▶ **DIRECTION**
Reproduce every line of the records below verbatim, with no alteration.

Detection annotation records:
** START **
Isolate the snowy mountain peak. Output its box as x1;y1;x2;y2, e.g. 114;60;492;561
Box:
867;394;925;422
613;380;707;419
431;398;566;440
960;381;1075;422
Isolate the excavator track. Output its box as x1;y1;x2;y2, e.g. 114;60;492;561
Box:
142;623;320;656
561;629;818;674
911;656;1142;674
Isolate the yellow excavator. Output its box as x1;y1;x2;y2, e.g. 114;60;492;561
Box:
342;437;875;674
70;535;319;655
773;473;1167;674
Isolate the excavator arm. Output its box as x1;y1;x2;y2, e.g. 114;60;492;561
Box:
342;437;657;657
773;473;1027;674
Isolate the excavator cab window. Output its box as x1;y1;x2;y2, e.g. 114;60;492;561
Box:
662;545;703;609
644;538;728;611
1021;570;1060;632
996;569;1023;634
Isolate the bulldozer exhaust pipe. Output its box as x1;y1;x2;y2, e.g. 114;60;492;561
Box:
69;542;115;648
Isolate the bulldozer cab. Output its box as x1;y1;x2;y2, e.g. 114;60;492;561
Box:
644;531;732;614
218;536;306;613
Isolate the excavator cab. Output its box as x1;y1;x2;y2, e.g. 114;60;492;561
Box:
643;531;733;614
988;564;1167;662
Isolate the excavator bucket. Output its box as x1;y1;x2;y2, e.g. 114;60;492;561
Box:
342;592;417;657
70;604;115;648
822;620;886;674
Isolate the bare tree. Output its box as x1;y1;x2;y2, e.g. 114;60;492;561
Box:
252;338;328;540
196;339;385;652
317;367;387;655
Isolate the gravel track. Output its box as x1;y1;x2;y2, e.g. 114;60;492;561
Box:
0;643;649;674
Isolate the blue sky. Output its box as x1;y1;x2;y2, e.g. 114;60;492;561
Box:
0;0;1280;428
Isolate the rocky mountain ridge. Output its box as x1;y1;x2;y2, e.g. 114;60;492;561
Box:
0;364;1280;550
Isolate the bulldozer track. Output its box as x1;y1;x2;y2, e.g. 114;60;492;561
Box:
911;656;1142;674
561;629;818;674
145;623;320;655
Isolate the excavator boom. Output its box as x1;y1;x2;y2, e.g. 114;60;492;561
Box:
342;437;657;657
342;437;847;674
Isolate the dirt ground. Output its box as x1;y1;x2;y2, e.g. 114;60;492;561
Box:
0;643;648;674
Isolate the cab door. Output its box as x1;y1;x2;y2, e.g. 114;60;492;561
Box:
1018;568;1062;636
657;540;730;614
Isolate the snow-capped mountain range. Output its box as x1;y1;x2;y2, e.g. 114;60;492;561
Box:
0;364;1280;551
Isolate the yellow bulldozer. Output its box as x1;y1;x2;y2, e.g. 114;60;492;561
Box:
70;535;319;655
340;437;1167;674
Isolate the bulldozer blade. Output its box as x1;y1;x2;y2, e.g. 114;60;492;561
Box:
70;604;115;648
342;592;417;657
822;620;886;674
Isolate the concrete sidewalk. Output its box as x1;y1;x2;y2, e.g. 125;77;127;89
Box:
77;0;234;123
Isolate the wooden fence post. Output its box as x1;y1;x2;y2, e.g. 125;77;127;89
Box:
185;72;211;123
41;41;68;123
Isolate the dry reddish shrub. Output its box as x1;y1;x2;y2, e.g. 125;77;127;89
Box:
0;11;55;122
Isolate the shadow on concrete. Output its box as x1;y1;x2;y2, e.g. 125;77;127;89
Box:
** END **
▶ **SOLVED EXERCISE**
Isolate the snowy mountain peak. Output its box as x1;y1;x2;y2, e.g. 114;60;492;561
Box:
867;394;925;422
613;380;707;419
431;398;566;440
960;381;1075;422
Isolate the excavator track. Output its box as x1;y1;x2;y2, e.g. 114;60;492;561
Box:
142;623;320;656
561;629;818;674
911;656;1142;674
Isolate the yellow excavator. Output its box as x1;y1;x2;y2, e.g. 114;60;492;561
Box:
342;437;875;674
70;535;319;655
773;473;1167;674
Isolate the excavator arm. Output its box as x1;y1;x2;y2, e.g. 114;60;492;561
Box:
342;437;657;657
773;473;1027;674
Isolate the excavator cab window. Output its box as x1;y1;x2;y2, e.g. 114;60;492;561
Box:
662;545;703;609
644;538;728;611
1021;570;1060;632
996;569;1023;634
Isolate the bulldozer exhaust pipe. Output its box as x1;y1;x2;y2, e.g. 114;60;492;561
Box:
69;542;115;648
Isolate the bulldozer cab. Output its box as x1;y1;x2;y2, e.g. 114;60;492;561
Box:
644;531;732;614
218;536;306;613
Isolate the excavator cab. Output its box as x1;y1;x2;y2, e.g. 114;60;492;561
Box:
643;531;733;614
988;564;1167;662
Isolate the excavator bucket. Output its box as x1;y1;x2;y2, e.g. 114;60;492;561
Box:
342;592;417;657
70;604;115;648
822;620;886;674
Isolate the bare tree. Output its box as x1;y1;x2;y2, e.g. 114;60;492;561
Box:
252;338;328;540
196;339;385;652
317;367;387;655
Isolate the gravel track. Output its box as x1;y1;x2;y2, e.g. 114;60;492;561
Box:
0;643;649;674
Isolate the blue sky. Output its box as x1;y1;x2;y2, e.g. 114;60;492;561
Box:
0;0;1280;428
Isolate the rocky mountain ridge. Output its box as x1;y1;x2;y2, e.g. 114;60;492;561
Box:
0;364;1280;550
Isolate the bulldozer track. Output its box as x1;y1;x2;y2, e.g. 114;60;492;561
Box:
911;656;1142;674
561;629;818;674
145;623;320;655
Isolate the excavator boom. Output its box as x1;y1;x2;y2, e.g. 114;60;492;561
Box:
342;437;657;657
342;437;847;674
Isolate the dirt ground. Output its box as x1;y1;x2;y2, e.g. 114;60;492;561
Box:
0;643;648;674
Isolate the cab door. Output its box as x1;y1;x2;y2, e.g. 114;60;492;561
Box:
1018;568;1062;636
657;540;730;614
Isolate the snow-capped mountain range. Output its box as x1;y1;x2;y2, e.g. 114;60;492;561
Box:
0;364;1280;551
Isolate the yellow bulldozer. Output its box as x1;y1;x2;y2, e.g. 114;60;492;561
Box:
70;535;319;655
340;437;1167;674
Isolate the bulldozer blade. Output its box as x1;y1;x2;y2, e.g. 114;60;492;561
Box:
70;604;115;648
342;592;417;657
822;620;886;674
Isolate the concrete sidewalk. Output its box as x1;y1;x2;y2, e.g. 125;77;127;89
Box:
77;0;234;123
Isolate the wooden fence post. Output its box as x1;y1;x2;y2, e.g. 125;77;127;89
Box:
185;72;211;123
41;41;68;123
Isolate the dry reddish shrub. Output its box as x1;y1;x2;y2, e.g. 125;77;127;89
Box:
0;11;55;122
Isolate the shadow on concrete. Output its box as x1;y1;x2;y2, e.g. 125;77;127;89
Box:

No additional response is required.